INSTRUCTIONS TO FOLLOW →
Every line below that holds the word "army" must be listed.

Extracted data entries →
>>>
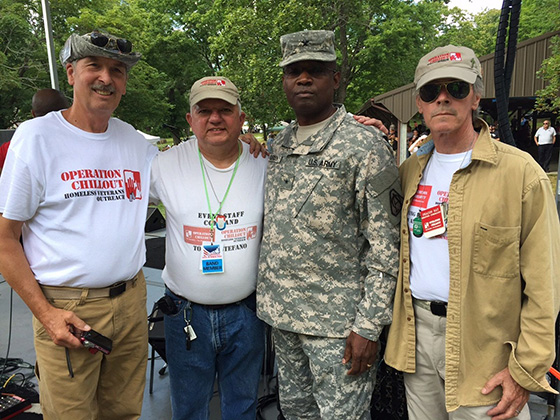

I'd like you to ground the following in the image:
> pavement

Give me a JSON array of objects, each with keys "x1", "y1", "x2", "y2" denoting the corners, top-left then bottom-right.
[{"x1": 0, "y1": 226, "x2": 558, "y2": 419}]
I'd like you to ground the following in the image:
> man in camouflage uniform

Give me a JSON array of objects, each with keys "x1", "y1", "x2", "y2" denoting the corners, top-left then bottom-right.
[{"x1": 257, "y1": 30, "x2": 401, "y2": 419}]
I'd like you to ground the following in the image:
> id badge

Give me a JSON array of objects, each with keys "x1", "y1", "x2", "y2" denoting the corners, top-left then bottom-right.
[
  {"x1": 200, "y1": 241, "x2": 224, "y2": 274},
  {"x1": 420, "y1": 204, "x2": 446, "y2": 238}
]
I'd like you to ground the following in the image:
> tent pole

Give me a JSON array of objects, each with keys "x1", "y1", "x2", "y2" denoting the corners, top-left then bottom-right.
[{"x1": 41, "y1": 0, "x2": 59, "y2": 90}]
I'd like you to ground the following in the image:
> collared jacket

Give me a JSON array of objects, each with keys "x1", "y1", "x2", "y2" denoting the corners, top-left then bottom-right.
[
  {"x1": 385, "y1": 120, "x2": 560, "y2": 411},
  {"x1": 257, "y1": 105, "x2": 401, "y2": 341}
]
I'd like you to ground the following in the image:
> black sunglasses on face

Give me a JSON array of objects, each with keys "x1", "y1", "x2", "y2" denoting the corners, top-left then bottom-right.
[
  {"x1": 419, "y1": 81, "x2": 471, "y2": 103},
  {"x1": 89, "y1": 31, "x2": 133, "y2": 54},
  {"x1": 283, "y1": 65, "x2": 337, "y2": 79}
]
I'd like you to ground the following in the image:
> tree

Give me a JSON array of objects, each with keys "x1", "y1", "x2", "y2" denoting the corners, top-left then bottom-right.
[
  {"x1": 3, "y1": 0, "x2": 555, "y2": 132},
  {"x1": 0, "y1": 0, "x2": 51, "y2": 127},
  {"x1": 535, "y1": 35, "x2": 560, "y2": 114},
  {"x1": 59, "y1": 0, "x2": 173, "y2": 134},
  {"x1": 346, "y1": 0, "x2": 447, "y2": 112},
  {"x1": 518, "y1": 0, "x2": 560, "y2": 115},
  {"x1": 518, "y1": 0, "x2": 560, "y2": 42}
]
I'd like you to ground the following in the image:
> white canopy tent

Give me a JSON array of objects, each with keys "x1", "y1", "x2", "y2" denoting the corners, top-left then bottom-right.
[{"x1": 137, "y1": 130, "x2": 160, "y2": 146}]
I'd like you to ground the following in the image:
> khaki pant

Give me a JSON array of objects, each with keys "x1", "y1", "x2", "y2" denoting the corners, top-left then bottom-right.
[
  {"x1": 33, "y1": 271, "x2": 148, "y2": 420},
  {"x1": 404, "y1": 302, "x2": 530, "y2": 420}
]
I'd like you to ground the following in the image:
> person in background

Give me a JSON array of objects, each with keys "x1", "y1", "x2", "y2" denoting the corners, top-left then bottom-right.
[
  {"x1": 266, "y1": 132, "x2": 275, "y2": 151},
  {"x1": 31, "y1": 88, "x2": 70, "y2": 118},
  {"x1": 534, "y1": 119, "x2": 556, "y2": 172},
  {"x1": 0, "y1": 30, "x2": 156, "y2": 419},
  {"x1": 0, "y1": 88, "x2": 69, "y2": 175},
  {"x1": 388, "y1": 124, "x2": 398, "y2": 154},
  {"x1": 489, "y1": 123, "x2": 500, "y2": 142},
  {"x1": 0, "y1": 142, "x2": 10, "y2": 174}
]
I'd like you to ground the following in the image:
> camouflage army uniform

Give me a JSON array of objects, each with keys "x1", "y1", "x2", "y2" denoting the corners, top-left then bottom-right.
[{"x1": 257, "y1": 105, "x2": 401, "y2": 419}]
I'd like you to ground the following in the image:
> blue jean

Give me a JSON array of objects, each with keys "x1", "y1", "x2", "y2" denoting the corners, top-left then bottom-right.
[{"x1": 164, "y1": 288, "x2": 265, "y2": 420}]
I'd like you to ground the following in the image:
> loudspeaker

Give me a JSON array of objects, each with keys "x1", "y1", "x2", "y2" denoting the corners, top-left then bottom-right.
[
  {"x1": 145, "y1": 237, "x2": 165, "y2": 269},
  {"x1": 145, "y1": 207, "x2": 166, "y2": 232}
]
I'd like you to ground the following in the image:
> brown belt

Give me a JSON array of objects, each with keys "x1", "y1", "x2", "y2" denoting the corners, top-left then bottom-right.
[{"x1": 40, "y1": 275, "x2": 138, "y2": 300}]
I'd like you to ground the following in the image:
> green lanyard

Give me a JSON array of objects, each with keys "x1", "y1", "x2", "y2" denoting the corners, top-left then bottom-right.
[{"x1": 198, "y1": 142, "x2": 241, "y2": 240}]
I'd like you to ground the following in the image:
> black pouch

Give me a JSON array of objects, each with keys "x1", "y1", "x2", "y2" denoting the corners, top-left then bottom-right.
[{"x1": 154, "y1": 295, "x2": 179, "y2": 316}]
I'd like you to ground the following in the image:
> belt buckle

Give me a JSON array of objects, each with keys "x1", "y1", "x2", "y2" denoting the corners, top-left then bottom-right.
[
  {"x1": 109, "y1": 281, "x2": 126, "y2": 298},
  {"x1": 430, "y1": 301, "x2": 447, "y2": 317}
]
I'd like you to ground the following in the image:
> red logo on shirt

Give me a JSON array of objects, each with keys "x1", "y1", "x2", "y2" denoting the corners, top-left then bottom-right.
[
  {"x1": 124, "y1": 170, "x2": 142, "y2": 201},
  {"x1": 411, "y1": 185, "x2": 432, "y2": 208}
]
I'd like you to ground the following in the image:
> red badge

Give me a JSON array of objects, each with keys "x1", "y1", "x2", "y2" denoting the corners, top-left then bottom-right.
[{"x1": 420, "y1": 205, "x2": 446, "y2": 238}]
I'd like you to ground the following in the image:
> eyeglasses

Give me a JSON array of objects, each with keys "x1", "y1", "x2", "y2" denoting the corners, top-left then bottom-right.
[
  {"x1": 283, "y1": 65, "x2": 337, "y2": 79},
  {"x1": 419, "y1": 81, "x2": 471, "y2": 103},
  {"x1": 89, "y1": 31, "x2": 132, "y2": 54}
]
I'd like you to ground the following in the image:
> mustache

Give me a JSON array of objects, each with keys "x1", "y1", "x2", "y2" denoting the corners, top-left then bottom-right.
[
  {"x1": 91, "y1": 84, "x2": 116, "y2": 93},
  {"x1": 431, "y1": 107, "x2": 457, "y2": 118}
]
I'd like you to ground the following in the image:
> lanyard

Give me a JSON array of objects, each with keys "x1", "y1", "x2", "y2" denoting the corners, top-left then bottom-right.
[{"x1": 198, "y1": 142, "x2": 241, "y2": 241}]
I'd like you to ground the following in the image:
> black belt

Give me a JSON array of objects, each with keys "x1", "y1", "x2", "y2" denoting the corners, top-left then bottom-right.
[{"x1": 413, "y1": 297, "x2": 447, "y2": 317}]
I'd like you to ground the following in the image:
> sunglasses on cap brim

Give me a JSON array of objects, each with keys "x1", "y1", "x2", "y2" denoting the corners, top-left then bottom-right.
[
  {"x1": 419, "y1": 81, "x2": 471, "y2": 103},
  {"x1": 89, "y1": 31, "x2": 132, "y2": 54}
]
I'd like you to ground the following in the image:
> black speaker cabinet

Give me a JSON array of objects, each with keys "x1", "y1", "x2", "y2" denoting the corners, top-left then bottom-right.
[{"x1": 145, "y1": 207, "x2": 166, "y2": 232}]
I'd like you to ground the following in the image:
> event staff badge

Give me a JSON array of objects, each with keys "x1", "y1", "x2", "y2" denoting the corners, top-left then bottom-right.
[
  {"x1": 201, "y1": 242, "x2": 224, "y2": 274},
  {"x1": 420, "y1": 204, "x2": 447, "y2": 238}
]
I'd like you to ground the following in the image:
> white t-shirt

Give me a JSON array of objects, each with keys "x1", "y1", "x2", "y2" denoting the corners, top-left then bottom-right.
[
  {"x1": 0, "y1": 111, "x2": 158, "y2": 287},
  {"x1": 408, "y1": 149, "x2": 472, "y2": 302},
  {"x1": 150, "y1": 139, "x2": 267, "y2": 304},
  {"x1": 535, "y1": 126, "x2": 556, "y2": 145}
]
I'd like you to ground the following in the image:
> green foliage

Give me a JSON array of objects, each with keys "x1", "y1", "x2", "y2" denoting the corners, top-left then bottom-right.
[
  {"x1": 117, "y1": 61, "x2": 171, "y2": 131},
  {"x1": 535, "y1": 35, "x2": 560, "y2": 114},
  {"x1": 518, "y1": 0, "x2": 560, "y2": 42},
  {"x1": 435, "y1": 7, "x2": 501, "y2": 57},
  {"x1": 1, "y1": 0, "x2": 558, "y2": 131},
  {"x1": 0, "y1": 0, "x2": 51, "y2": 127},
  {"x1": 348, "y1": 0, "x2": 445, "y2": 111}
]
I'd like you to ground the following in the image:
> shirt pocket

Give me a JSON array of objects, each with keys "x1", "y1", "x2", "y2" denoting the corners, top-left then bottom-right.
[
  {"x1": 472, "y1": 222, "x2": 520, "y2": 278},
  {"x1": 290, "y1": 170, "x2": 346, "y2": 238}
]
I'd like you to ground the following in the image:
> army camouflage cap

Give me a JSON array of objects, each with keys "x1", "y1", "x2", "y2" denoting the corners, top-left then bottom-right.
[
  {"x1": 60, "y1": 31, "x2": 141, "y2": 71},
  {"x1": 189, "y1": 76, "x2": 240, "y2": 106},
  {"x1": 414, "y1": 45, "x2": 482, "y2": 89},
  {"x1": 279, "y1": 30, "x2": 337, "y2": 67}
]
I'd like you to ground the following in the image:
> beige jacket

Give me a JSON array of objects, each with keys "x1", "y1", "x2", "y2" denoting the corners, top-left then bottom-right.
[{"x1": 385, "y1": 120, "x2": 560, "y2": 411}]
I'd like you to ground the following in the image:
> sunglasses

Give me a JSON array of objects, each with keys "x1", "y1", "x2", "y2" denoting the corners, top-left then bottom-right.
[
  {"x1": 89, "y1": 31, "x2": 132, "y2": 54},
  {"x1": 283, "y1": 65, "x2": 337, "y2": 79},
  {"x1": 419, "y1": 81, "x2": 471, "y2": 103}
]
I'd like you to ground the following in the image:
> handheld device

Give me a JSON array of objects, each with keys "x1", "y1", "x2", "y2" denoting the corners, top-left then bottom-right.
[{"x1": 79, "y1": 329, "x2": 113, "y2": 355}]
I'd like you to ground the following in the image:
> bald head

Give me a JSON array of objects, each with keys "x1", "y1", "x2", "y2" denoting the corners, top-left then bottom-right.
[{"x1": 31, "y1": 89, "x2": 70, "y2": 118}]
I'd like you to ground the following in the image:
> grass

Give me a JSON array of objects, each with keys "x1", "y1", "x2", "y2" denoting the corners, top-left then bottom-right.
[
  {"x1": 157, "y1": 138, "x2": 174, "y2": 151},
  {"x1": 548, "y1": 173, "x2": 557, "y2": 196}
]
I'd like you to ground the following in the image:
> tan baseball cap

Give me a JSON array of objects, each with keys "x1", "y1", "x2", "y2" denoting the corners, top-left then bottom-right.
[
  {"x1": 279, "y1": 30, "x2": 336, "y2": 67},
  {"x1": 414, "y1": 45, "x2": 482, "y2": 89},
  {"x1": 189, "y1": 76, "x2": 240, "y2": 106}
]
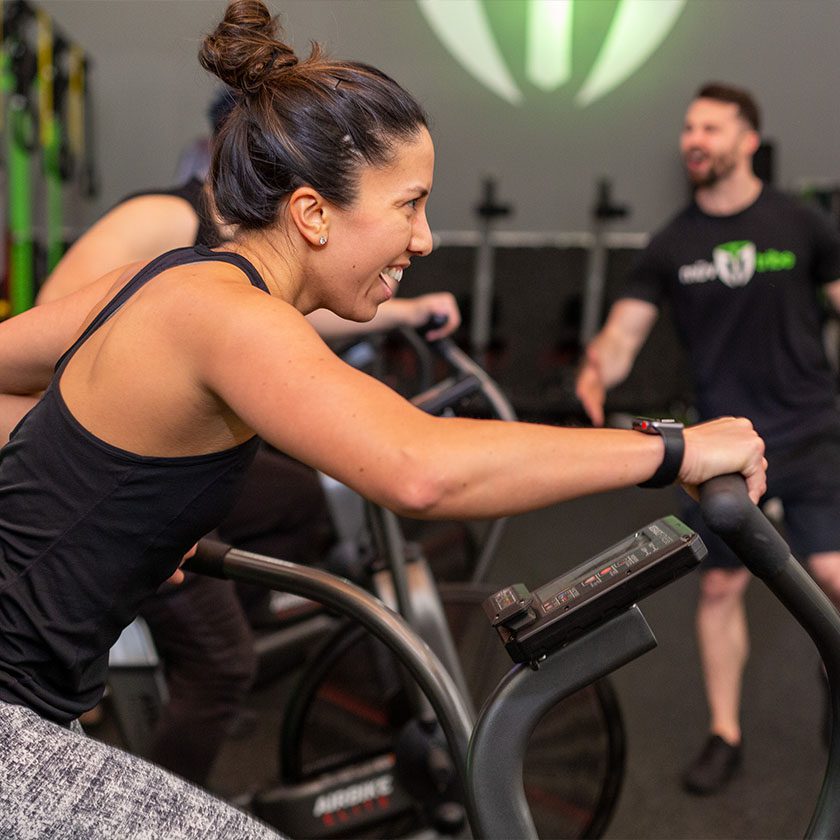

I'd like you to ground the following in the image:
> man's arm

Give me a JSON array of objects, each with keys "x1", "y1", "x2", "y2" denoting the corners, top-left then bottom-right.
[
  {"x1": 823, "y1": 278, "x2": 840, "y2": 315},
  {"x1": 575, "y1": 298, "x2": 659, "y2": 426}
]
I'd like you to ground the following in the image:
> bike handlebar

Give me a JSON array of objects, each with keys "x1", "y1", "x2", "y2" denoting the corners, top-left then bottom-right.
[
  {"x1": 416, "y1": 312, "x2": 450, "y2": 339},
  {"x1": 186, "y1": 477, "x2": 840, "y2": 839},
  {"x1": 424, "y1": 334, "x2": 518, "y2": 423},
  {"x1": 411, "y1": 373, "x2": 483, "y2": 416},
  {"x1": 699, "y1": 474, "x2": 840, "y2": 839},
  {"x1": 184, "y1": 537, "x2": 479, "y2": 830},
  {"x1": 185, "y1": 536, "x2": 228, "y2": 579},
  {"x1": 698, "y1": 474, "x2": 840, "y2": 661},
  {"x1": 698, "y1": 474, "x2": 792, "y2": 580}
]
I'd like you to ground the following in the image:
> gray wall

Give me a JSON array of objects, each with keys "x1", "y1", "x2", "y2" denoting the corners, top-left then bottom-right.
[{"x1": 40, "y1": 0, "x2": 840, "y2": 238}]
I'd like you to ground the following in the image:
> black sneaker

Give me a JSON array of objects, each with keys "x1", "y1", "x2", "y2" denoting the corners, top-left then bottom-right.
[{"x1": 682, "y1": 734, "x2": 742, "y2": 795}]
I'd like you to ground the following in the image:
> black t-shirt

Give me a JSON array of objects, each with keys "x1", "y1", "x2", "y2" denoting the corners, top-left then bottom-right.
[{"x1": 622, "y1": 186, "x2": 840, "y2": 449}]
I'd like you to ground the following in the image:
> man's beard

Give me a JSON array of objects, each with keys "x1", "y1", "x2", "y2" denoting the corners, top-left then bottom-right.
[{"x1": 686, "y1": 152, "x2": 738, "y2": 189}]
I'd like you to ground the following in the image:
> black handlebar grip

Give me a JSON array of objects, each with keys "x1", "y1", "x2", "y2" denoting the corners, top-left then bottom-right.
[
  {"x1": 698, "y1": 474, "x2": 792, "y2": 580},
  {"x1": 417, "y1": 313, "x2": 449, "y2": 339},
  {"x1": 183, "y1": 537, "x2": 232, "y2": 579},
  {"x1": 412, "y1": 373, "x2": 483, "y2": 416}
]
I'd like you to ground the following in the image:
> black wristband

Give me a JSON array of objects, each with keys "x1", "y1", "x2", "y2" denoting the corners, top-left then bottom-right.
[{"x1": 633, "y1": 418, "x2": 685, "y2": 489}]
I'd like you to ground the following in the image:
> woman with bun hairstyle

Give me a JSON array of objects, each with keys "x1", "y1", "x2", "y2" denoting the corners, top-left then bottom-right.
[
  {"x1": 0, "y1": 1, "x2": 765, "y2": 835},
  {"x1": 32, "y1": 86, "x2": 462, "y2": 790}
]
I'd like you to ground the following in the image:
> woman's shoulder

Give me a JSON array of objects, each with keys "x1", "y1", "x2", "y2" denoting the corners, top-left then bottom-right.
[{"x1": 152, "y1": 258, "x2": 311, "y2": 344}]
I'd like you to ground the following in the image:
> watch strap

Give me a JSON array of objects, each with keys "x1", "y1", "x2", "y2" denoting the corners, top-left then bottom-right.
[{"x1": 634, "y1": 419, "x2": 685, "y2": 489}]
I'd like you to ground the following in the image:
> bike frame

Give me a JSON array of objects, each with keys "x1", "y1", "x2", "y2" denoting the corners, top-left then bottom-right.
[{"x1": 186, "y1": 474, "x2": 840, "y2": 840}]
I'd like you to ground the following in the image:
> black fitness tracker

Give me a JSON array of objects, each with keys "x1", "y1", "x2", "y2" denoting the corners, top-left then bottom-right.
[{"x1": 633, "y1": 418, "x2": 685, "y2": 489}]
<<<
ANSWER TO THE EXERCISE →
> camouflage army uniform
> army camouflage cap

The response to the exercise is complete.